Put every line of the entries below into a JSON list of strings, one string per line, with blank lines left out.

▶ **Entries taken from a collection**
################
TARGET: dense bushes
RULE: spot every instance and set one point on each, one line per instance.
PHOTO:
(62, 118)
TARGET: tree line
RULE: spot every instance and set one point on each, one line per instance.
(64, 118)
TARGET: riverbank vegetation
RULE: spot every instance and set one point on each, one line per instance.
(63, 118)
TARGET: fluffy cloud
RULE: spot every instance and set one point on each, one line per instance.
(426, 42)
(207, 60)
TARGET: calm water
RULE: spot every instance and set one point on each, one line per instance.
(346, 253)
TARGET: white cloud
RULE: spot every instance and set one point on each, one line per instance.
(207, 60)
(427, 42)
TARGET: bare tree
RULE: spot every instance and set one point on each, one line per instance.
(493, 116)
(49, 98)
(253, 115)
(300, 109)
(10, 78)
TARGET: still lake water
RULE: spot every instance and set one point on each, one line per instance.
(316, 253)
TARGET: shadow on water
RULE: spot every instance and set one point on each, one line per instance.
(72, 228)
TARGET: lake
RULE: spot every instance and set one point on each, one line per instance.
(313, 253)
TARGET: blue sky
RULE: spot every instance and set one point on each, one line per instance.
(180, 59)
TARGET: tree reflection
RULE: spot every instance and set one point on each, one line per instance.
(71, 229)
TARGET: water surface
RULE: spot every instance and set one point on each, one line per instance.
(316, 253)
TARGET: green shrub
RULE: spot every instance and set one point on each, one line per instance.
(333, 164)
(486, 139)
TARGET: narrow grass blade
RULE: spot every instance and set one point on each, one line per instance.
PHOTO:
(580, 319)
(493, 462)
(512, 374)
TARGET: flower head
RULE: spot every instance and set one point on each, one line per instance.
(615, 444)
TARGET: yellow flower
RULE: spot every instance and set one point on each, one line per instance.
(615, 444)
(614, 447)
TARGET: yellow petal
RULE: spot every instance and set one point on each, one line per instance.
################
▶ **Task result**
[
  "TARGET: dense bushes",
  "RULE: spot every instance and set one point on each, one line per instance.",
  "PHOTO:",
  "(62, 118)",
  "TARGET: tree line",
  "RULE: spot every instance and set one point on each, one line per instance.",
  "(64, 118)",
  "TARGET: riverbank vegetation",
  "RULE: spot every instance and set one point on each, one line per instance.",
  "(63, 118)",
  "TARGET: fluffy cloud",
  "RULE: spot every instance and set one point on each, one line per instance.",
  "(426, 42)",
  "(207, 60)",
  "TARGET: calm water",
  "RULE: spot every instance and set one point on each, one line per instance.",
  "(346, 253)",
  "TARGET: white cloud",
  "RULE: spot every instance and set one point on each, one line per instance.",
  "(207, 60)",
  "(427, 42)",
  "TARGET: bare tree",
  "RULE: spot every instance and set one point on each, one line per instance.",
  "(493, 116)",
  "(49, 98)",
  "(253, 115)",
  "(300, 109)",
  "(10, 78)",
  "TARGET: still lake water",
  "RULE: spot every instance and set one point on each, one line per instance.",
  "(316, 253)",
  "TARGET: shadow on water",
  "RULE: spot every instance and set one point on each, one line per instance.",
  "(72, 228)",
  "TARGET: lake",
  "RULE: spot every instance and set one point on each, one line per instance.",
  "(313, 253)",
  "TARGET: blue sky",
  "RULE: spot every instance and set one point on each, one line per instance.",
  "(180, 59)",
  "TARGET: tree reflection",
  "RULE: spot every instance and set one point on each, one line per instance.",
  "(71, 229)",
  "TARGET: water surface",
  "RULE: spot every instance and set one point on each, one line per instance.",
  "(316, 253)",
  "TARGET: green shrub",
  "RULE: spot every instance and set one point on each, one line per instance.",
  "(333, 164)",
  "(486, 139)",
  "TARGET: narrow grass blade",
  "RULE: spot every instance and set one point on each, one line per instance.",
  "PHOTO:",
  "(580, 319)",
  "(493, 462)",
  "(512, 374)",
  "TARGET: flower head",
  "RULE: spot every instance and set one point on each, one line per instance.",
  "(615, 444)",
  "TARGET: yellow flower",
  "RULE: spot every instance and set one point on each, one line per instance.",
  "(615, 444)",
  "(614, 447)",
  "TARGET: yellow petal",
  "RULE: spot every instance and set one point on each, one line per instance."
]